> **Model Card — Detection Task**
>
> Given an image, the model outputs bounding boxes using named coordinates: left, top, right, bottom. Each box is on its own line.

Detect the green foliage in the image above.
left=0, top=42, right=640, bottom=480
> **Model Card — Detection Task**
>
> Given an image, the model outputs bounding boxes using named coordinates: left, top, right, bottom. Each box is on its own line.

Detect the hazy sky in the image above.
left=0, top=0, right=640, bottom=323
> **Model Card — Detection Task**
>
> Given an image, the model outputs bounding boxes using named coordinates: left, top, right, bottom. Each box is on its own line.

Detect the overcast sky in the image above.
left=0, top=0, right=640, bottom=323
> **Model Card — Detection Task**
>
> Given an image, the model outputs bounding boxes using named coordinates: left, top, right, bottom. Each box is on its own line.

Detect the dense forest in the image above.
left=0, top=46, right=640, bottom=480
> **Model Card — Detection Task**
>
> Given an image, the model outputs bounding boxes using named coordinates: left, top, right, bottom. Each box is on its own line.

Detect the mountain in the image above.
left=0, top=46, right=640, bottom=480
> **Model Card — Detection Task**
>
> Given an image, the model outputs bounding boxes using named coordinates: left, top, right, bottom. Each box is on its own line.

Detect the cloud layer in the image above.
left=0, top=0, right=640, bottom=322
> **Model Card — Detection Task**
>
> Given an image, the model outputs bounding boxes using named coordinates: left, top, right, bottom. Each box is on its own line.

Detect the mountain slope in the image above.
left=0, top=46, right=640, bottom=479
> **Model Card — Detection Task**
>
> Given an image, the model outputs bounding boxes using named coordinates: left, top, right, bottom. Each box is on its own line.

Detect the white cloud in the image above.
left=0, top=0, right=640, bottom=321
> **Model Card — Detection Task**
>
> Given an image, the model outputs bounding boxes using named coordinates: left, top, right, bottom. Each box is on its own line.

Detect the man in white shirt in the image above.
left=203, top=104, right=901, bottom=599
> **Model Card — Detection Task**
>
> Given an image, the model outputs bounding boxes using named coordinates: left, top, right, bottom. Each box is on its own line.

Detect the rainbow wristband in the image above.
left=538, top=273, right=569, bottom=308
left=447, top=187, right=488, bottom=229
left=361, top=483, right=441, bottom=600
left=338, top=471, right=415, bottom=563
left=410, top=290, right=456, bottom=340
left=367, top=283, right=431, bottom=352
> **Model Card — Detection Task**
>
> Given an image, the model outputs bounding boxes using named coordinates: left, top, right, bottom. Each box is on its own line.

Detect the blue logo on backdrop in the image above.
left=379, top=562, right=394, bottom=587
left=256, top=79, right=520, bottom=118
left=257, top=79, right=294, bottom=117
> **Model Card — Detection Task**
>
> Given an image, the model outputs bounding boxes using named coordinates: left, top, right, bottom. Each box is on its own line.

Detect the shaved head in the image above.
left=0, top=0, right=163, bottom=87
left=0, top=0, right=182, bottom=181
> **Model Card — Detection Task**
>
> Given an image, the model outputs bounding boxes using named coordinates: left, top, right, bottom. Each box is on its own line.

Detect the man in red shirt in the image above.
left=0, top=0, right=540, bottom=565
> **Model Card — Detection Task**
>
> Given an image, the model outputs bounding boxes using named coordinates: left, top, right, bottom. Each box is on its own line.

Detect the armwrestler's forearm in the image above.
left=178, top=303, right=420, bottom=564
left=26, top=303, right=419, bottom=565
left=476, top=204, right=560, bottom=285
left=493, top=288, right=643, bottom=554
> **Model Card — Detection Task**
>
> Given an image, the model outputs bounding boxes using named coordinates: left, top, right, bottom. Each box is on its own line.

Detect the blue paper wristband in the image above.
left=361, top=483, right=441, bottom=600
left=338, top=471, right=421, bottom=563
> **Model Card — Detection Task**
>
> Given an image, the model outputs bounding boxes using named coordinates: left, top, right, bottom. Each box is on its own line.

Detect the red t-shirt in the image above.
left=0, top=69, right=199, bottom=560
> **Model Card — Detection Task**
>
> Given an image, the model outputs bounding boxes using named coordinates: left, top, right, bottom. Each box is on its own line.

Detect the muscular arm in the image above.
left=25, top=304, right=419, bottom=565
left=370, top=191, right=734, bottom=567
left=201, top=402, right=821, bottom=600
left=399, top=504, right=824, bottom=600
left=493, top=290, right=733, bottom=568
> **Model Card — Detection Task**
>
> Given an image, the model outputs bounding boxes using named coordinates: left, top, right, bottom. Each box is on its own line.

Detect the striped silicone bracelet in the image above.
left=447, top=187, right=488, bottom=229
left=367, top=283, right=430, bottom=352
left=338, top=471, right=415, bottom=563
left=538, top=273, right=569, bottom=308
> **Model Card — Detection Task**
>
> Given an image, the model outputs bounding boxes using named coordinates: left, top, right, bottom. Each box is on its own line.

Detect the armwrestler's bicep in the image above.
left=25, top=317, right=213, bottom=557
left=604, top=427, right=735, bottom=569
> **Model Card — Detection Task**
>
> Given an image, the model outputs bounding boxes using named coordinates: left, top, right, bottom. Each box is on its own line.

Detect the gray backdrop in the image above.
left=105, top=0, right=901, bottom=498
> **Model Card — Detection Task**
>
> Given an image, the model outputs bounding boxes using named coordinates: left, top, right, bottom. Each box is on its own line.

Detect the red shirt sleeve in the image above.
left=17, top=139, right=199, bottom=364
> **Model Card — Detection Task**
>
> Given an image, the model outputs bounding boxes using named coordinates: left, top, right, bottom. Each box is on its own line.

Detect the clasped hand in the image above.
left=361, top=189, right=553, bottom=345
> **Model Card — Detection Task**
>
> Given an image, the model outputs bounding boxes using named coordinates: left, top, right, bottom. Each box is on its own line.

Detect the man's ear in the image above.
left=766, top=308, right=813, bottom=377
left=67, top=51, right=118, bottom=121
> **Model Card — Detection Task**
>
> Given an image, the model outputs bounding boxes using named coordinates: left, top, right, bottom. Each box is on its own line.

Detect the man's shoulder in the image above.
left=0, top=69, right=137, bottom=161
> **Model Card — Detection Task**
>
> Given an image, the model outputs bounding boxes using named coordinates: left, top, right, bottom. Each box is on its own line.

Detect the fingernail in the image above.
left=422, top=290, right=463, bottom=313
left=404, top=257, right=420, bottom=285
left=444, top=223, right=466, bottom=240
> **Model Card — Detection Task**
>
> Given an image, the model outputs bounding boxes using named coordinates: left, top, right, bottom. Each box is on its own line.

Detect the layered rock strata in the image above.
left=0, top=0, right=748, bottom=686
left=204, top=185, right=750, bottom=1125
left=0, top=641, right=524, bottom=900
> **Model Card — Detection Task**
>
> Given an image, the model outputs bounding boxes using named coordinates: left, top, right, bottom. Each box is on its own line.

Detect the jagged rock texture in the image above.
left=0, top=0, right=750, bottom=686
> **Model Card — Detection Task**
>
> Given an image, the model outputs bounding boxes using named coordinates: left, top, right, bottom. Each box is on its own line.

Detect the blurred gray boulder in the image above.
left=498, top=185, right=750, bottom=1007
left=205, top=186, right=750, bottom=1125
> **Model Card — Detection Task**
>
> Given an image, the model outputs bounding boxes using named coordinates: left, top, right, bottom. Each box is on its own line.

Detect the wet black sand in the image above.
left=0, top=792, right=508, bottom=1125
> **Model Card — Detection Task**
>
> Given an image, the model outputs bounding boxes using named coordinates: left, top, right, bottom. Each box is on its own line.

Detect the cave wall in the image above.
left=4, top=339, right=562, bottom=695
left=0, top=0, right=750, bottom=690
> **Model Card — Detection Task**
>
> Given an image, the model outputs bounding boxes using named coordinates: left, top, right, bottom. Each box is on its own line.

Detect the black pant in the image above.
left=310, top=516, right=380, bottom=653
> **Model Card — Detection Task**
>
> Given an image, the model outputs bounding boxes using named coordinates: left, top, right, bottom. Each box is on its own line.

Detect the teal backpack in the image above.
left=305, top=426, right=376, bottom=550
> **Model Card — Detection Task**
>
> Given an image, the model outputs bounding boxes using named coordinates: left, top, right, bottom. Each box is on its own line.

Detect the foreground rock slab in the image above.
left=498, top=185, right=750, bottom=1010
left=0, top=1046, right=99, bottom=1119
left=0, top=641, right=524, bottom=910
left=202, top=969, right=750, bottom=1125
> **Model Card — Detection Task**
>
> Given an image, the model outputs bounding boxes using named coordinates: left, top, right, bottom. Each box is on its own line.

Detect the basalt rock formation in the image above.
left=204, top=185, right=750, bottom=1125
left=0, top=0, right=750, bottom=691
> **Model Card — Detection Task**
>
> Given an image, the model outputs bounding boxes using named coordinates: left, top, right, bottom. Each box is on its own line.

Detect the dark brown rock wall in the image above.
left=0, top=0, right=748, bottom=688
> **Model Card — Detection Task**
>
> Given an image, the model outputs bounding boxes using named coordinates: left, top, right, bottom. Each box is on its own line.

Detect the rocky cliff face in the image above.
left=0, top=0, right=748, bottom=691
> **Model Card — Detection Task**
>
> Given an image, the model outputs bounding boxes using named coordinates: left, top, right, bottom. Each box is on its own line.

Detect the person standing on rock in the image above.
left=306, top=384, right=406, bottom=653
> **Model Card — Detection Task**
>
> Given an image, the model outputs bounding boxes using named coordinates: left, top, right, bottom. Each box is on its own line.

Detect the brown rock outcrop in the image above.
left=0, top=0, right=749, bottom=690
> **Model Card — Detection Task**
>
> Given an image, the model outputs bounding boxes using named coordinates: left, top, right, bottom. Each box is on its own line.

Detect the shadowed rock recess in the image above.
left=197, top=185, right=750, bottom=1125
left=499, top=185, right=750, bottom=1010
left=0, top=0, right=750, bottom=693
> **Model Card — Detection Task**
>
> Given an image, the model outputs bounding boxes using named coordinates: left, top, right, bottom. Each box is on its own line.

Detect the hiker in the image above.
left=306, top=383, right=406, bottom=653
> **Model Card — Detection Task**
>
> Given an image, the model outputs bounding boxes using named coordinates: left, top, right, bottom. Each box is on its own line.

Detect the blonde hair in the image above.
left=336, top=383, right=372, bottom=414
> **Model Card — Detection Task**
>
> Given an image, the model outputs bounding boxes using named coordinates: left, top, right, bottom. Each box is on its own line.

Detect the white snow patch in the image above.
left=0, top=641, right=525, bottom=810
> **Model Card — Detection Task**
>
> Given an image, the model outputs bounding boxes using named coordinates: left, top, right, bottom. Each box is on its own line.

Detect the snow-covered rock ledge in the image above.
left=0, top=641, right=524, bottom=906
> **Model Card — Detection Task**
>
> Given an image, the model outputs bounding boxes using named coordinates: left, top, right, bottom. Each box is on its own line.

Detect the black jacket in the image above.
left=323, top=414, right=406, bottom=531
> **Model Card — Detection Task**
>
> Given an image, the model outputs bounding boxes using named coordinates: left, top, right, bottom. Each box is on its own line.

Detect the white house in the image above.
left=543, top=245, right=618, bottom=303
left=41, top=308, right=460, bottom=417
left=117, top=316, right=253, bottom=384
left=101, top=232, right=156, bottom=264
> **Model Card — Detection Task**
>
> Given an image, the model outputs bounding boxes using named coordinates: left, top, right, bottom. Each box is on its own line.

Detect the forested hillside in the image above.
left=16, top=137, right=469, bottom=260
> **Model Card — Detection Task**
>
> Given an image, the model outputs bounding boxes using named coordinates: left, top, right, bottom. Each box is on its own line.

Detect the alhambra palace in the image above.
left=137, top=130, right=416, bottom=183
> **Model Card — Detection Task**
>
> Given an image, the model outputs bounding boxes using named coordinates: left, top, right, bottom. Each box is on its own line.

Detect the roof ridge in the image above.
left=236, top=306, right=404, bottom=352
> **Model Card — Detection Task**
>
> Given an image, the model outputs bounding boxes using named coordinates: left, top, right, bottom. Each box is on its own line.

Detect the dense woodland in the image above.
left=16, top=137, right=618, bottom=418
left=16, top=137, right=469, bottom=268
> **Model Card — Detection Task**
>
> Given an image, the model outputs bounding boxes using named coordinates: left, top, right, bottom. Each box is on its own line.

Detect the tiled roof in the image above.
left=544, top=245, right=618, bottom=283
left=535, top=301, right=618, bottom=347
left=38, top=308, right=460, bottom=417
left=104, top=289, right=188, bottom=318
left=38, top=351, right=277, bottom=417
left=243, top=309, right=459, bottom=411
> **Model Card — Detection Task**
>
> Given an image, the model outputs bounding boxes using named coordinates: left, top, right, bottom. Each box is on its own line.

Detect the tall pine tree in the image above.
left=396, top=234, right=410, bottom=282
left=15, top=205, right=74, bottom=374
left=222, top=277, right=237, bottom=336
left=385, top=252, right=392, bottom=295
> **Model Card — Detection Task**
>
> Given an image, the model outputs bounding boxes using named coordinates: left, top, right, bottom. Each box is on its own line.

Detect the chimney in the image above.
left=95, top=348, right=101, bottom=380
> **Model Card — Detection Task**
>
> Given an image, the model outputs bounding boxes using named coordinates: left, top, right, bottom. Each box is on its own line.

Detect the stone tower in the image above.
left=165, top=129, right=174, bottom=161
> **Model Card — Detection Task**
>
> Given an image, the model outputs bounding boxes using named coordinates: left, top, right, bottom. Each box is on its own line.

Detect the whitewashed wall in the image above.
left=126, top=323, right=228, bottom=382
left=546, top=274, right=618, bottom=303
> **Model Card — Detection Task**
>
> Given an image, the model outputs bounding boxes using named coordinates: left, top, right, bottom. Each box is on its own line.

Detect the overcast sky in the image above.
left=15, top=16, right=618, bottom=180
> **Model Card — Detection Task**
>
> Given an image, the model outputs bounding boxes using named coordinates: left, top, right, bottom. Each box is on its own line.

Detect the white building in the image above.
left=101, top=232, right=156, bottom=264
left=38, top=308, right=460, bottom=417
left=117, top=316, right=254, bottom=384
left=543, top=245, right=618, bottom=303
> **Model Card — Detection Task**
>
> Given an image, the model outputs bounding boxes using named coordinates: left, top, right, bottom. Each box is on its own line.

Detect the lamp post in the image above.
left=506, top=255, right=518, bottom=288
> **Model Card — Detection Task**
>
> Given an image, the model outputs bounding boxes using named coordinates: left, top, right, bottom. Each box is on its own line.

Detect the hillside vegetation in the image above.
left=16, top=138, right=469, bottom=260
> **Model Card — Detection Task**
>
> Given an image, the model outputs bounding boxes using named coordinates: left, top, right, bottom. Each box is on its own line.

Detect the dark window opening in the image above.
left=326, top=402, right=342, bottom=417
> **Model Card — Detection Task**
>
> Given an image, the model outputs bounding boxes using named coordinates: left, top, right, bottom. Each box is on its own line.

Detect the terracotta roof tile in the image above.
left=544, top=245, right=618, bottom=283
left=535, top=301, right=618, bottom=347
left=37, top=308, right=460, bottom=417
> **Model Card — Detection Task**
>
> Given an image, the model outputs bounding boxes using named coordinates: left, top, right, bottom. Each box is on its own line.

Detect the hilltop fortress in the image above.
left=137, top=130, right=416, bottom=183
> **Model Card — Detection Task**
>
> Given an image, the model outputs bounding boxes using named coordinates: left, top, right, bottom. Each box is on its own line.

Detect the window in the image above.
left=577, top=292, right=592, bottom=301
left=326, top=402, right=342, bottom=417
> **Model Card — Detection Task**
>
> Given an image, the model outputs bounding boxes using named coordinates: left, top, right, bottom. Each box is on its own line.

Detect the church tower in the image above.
┄┄┄┄┄┄┄┄┄┄┄┄┄┄┄┄┄┄┄┄
THE EXERCISE
Can you reproduce the data from its first line through the line containing "left=0, top=42, right=640, bottom=480" and swap "green foliage" for "leafy canopy", leaving everything else unchanged?

FINAL RESULT
> **Model Card — Detection Task**
>
> Given an image, the model outputs bounding boxes using named coordinates: left, top, right, bottom. Each box is on its own line.

Detect the leafy canopy in the image above.
left=0, top=42, right=640, bottom=480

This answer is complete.